- Source excerpt:
If your partner’s hands do change significantly when they are hot or cold, try to choose a size that is in the middle. The aim here is to avoid a ring that will be uncomfortably tight in summer and one that is falling off in winter. If having the ring too loose is a worry, you may need to consider changing the shape of the ring – covered in this section.

What to look for

When sizing a hand, you want to see the ring grip the finger a little. But the ring shouldn’t be so tight that it looks like a napkin ring squeezing the napkin and making it bunch up. This can really detract from the aesthetics of the ring. The second thing is that when you turn the ring, it should grip the finger slightly and then release. The ring gripping the finger and not releasing is a good sign that the ring is too tight. Likewise, if the ring spins without grabbing the finger at all, it is too loose. When trying to work out the perfect size, it is usually a good idea to go past the size you think you are, and then go back one (just to rule the incorrect size out).

Sizing wide or thin rings

Wide rings take up a lot more surface area on the finger and, there- fore, will generally feel about half to one size tighter than a standard ring. A standard ring is usually around 3mm wide. The store your partner is having their finger sized in should have a separate set of sizing rings for rings 5mm and wider. If choosing a wider ring design, this set should be used to ensure the ring size is correct.

Thin rings are usually around 2mm in width and will feel about half to one size looser. Getting the size wrong for a thin ring will mean it will tend to flop and spin around more – which is likely to be extremely annoying to your partner. This means you may need to have the ring a little tighter if the band is super fine.

Sizing a ring around big knuckle

This is one of the hardest hands to size, because the ring needs to be big enough to get over the knuckle, but not so big that it will flop around when it is on. The best thing you can do here is to make sure the ring is as tight as possible when it is going on over the knuckle. If this doesn’t solve the way it sits, you may need to consider having the ring shaped or choosing a hinged ring.

- Dataset:
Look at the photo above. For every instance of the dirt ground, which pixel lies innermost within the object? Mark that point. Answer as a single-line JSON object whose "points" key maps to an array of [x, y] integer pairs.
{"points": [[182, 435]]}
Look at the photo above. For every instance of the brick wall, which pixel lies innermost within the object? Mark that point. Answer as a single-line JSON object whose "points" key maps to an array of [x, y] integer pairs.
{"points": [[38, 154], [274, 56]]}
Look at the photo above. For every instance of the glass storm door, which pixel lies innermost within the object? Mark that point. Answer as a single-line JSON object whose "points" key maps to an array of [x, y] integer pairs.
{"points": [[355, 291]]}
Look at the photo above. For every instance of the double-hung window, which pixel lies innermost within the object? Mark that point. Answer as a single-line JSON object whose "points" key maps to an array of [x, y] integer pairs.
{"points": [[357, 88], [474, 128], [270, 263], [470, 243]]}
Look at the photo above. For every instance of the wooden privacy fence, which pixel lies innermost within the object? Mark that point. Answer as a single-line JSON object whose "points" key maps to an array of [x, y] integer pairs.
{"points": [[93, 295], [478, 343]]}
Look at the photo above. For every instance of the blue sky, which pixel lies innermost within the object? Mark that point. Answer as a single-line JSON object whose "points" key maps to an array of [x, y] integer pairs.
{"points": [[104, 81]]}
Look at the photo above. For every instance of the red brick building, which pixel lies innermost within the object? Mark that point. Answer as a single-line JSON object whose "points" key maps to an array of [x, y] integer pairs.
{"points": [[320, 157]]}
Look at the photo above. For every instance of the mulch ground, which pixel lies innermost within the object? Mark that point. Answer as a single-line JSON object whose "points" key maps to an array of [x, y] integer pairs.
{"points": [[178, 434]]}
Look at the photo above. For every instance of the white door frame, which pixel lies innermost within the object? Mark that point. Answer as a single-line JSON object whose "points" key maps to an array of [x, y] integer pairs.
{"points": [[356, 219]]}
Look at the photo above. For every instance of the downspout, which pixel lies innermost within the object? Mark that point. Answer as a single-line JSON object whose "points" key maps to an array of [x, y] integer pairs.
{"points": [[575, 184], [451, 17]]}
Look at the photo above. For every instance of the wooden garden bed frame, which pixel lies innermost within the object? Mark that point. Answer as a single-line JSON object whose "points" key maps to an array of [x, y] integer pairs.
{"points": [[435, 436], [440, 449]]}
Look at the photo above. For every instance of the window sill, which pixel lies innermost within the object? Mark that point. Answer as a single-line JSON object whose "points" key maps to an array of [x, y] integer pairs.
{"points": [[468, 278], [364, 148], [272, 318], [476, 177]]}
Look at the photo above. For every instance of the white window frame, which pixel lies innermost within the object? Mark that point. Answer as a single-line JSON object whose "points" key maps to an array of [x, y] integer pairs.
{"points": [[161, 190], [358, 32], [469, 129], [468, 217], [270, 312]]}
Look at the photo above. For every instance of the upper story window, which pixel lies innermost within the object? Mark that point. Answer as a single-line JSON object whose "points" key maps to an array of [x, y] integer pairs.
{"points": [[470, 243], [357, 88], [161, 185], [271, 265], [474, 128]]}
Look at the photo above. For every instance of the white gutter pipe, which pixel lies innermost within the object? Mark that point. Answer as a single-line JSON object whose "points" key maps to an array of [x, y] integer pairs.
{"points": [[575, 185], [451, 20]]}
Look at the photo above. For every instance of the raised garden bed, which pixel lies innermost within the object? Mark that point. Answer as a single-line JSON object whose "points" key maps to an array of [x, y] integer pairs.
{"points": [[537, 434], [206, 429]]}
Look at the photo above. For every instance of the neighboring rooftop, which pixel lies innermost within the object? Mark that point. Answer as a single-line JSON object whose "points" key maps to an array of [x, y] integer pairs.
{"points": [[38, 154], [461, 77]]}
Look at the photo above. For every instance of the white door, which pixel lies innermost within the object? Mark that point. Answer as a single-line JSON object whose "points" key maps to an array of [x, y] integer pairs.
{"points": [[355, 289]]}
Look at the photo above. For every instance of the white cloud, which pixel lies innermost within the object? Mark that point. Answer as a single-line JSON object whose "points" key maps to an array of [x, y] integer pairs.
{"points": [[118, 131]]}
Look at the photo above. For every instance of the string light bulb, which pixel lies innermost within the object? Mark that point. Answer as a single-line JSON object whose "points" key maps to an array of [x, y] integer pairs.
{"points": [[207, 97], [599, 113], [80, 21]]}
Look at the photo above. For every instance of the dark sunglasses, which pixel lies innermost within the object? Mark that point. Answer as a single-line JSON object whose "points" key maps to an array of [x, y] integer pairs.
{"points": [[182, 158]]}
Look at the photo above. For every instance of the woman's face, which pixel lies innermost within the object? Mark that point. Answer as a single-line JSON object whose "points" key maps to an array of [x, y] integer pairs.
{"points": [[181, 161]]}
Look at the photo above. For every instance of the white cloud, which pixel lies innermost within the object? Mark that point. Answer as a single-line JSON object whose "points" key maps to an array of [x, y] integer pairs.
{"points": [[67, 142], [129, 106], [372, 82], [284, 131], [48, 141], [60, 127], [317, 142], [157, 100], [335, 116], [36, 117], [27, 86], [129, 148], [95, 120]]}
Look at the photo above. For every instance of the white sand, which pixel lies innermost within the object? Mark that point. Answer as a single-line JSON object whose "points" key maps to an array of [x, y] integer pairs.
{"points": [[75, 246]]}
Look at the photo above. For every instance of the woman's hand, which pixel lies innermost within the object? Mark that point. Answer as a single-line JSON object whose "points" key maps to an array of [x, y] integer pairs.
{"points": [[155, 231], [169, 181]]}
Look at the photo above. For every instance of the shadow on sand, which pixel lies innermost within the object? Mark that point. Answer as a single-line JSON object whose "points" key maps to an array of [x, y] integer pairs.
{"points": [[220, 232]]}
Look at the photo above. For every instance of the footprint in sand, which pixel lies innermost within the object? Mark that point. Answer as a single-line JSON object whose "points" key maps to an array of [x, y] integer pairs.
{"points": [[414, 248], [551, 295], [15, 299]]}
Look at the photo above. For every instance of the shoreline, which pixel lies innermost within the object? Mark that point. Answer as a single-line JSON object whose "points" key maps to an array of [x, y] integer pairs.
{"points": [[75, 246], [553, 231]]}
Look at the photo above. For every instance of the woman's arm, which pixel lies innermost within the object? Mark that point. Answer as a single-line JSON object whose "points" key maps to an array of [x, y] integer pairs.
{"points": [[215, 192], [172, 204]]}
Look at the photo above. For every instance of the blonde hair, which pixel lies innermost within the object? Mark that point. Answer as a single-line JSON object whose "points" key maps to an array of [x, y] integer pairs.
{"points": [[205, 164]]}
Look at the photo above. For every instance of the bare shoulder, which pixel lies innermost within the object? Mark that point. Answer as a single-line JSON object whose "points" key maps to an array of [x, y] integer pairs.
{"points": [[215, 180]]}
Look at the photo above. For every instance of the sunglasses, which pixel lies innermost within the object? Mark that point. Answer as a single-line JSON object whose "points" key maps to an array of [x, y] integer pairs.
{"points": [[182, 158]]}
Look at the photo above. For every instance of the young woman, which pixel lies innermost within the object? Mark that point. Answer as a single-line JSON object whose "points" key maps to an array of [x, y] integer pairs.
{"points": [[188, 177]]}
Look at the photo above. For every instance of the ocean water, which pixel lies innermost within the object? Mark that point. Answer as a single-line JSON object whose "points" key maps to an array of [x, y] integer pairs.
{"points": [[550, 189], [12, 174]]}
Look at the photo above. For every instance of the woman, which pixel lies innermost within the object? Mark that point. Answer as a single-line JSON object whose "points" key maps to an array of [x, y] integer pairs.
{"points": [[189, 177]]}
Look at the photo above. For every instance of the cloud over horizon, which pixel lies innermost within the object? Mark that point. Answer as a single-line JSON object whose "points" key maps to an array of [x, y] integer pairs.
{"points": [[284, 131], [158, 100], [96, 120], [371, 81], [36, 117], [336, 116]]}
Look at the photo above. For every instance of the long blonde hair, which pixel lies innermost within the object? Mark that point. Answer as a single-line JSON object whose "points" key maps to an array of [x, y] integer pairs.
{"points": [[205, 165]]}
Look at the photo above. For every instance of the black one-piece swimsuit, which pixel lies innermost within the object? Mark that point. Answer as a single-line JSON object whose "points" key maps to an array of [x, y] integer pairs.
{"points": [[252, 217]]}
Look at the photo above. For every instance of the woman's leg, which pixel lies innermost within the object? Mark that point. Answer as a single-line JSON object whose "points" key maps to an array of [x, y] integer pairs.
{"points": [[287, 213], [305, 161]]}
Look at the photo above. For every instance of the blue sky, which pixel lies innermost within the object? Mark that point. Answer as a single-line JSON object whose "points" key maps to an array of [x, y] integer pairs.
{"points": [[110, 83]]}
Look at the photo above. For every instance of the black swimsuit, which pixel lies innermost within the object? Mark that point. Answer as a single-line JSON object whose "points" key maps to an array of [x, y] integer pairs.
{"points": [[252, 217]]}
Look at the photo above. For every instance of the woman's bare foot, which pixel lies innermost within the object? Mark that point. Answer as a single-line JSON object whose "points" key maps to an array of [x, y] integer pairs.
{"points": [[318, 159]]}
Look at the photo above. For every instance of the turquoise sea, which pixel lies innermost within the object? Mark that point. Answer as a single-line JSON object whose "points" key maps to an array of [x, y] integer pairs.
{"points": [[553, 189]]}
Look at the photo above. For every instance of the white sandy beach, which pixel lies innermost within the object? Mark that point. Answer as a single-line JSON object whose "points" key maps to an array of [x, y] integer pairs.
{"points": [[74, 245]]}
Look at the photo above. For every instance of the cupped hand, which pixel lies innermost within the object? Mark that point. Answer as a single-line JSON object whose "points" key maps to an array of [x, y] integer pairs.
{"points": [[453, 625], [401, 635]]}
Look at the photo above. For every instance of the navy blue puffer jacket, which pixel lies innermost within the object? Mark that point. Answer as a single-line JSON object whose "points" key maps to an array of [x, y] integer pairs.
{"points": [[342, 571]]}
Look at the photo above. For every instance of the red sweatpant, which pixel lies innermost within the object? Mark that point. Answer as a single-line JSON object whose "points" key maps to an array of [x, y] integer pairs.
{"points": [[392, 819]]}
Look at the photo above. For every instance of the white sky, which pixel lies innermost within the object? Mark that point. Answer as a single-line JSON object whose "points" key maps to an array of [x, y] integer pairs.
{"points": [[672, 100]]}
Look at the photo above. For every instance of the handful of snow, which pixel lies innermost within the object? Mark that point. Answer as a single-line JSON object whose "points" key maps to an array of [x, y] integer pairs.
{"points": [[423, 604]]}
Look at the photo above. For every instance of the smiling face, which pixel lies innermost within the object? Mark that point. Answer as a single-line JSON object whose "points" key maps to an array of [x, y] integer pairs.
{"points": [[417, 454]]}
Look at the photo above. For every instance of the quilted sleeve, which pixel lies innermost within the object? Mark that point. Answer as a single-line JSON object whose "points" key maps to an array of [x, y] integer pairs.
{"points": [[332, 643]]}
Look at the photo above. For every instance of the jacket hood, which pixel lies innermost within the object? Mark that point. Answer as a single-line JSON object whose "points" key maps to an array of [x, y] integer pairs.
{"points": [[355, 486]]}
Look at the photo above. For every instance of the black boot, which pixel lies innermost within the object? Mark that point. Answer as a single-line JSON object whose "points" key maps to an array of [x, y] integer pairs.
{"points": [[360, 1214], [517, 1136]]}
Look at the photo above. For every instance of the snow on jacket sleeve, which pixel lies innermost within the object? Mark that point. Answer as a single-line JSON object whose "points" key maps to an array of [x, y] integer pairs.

- Written exercise: Please state, from the ring-sizing excerpt, how much tighter a wide ring generally feels than a standard ring.

- Completed exercise: About half to one size tighter.